=== Problems to work on ===
#1 Answer these questions from the magnet text below.
(a) What is the smallest quadrupole aperture diameter mentioned?
(b) In what year were the construction and measurement of the magnets for the injector module completed?
(c) What field gradient did the 45 mm diameter quadrupoles have?
#2 Reproduce the passage of the magnet text below word for word, from "Quadrupoles: from traveling" to "accurate to 0.1 mm.".

=== Source text ===
* start *

Magnetic issues are one of the important concerns: hundreds of magnetic elements (solenoids, quadrupoles, dipoles, steerers, and undulators) will be positioned in the electron accelerator (injector, linacs) and in the two X-ray free-electron laser beamlines. The magnets are designed to guide and focus the beam, and the undulators will drive the FEL lasing process. Room temperature magnets and undulators made with permanent magnet technology will be used. “Designing and measuring them is very challenging, because of the small size of the quadrupole apertures (down to 10 mm diameter) and the required tolerance on the field quality and magnetic alignment,” points out Dr. Stéphane Sanfilippo, the leader of the PSI Magnet Section.

Quadrupoles: from traveling to the rotation

The construction and measurement of the magnets for the injector module, completed in 2010, was a milestone for the feasibility of the entire project. A series of 45 mm diameter quadrupoles with a field gradient of 25 T/m, various dipoles with magnetic fields ranging from 0.2 to 0.4 T, and solenoids with magnetic fields ranging from 0.1 to 0.35 T were built and measured. The following tight specifications had to be fulfilled for the magnets delivered for the injector: integrated field strength accurate to 10-4, quadrupole harmonic field quality accurate to 10-3, solenoid magnetic axis accurate to 0.1 mm.

* end *

=== Recorded information ===
* start *

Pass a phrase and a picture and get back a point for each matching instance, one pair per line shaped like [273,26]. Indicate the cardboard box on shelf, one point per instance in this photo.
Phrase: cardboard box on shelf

* end *

=== Answers for this exercise ===
#1
(a) 10 mm.
(b) 2010.
(c) 25 T/m.

#2
Quadrupoles: from traveling to the rotation

The construction and measurement of the magnets for the injector module, completed in 2010, was a milestone for the feasibility of the entire project. A series of 45 mm diameter quadrupoles with a field gradient of 25 T/m, various dipoles with magnetic fields ranging from 0.2 to 0.4 T, and solenoids with magnetic fields ranging from 0.1 to 0.35 T were built and measured. The following tight specifications had to be fulfilled for the magnets delivered for the injector: integrated field strength accurate to 10-4, quadrupole harmonic field quality accurate to 10-3, solenoid magnetic axis accurate to 0.1 mm.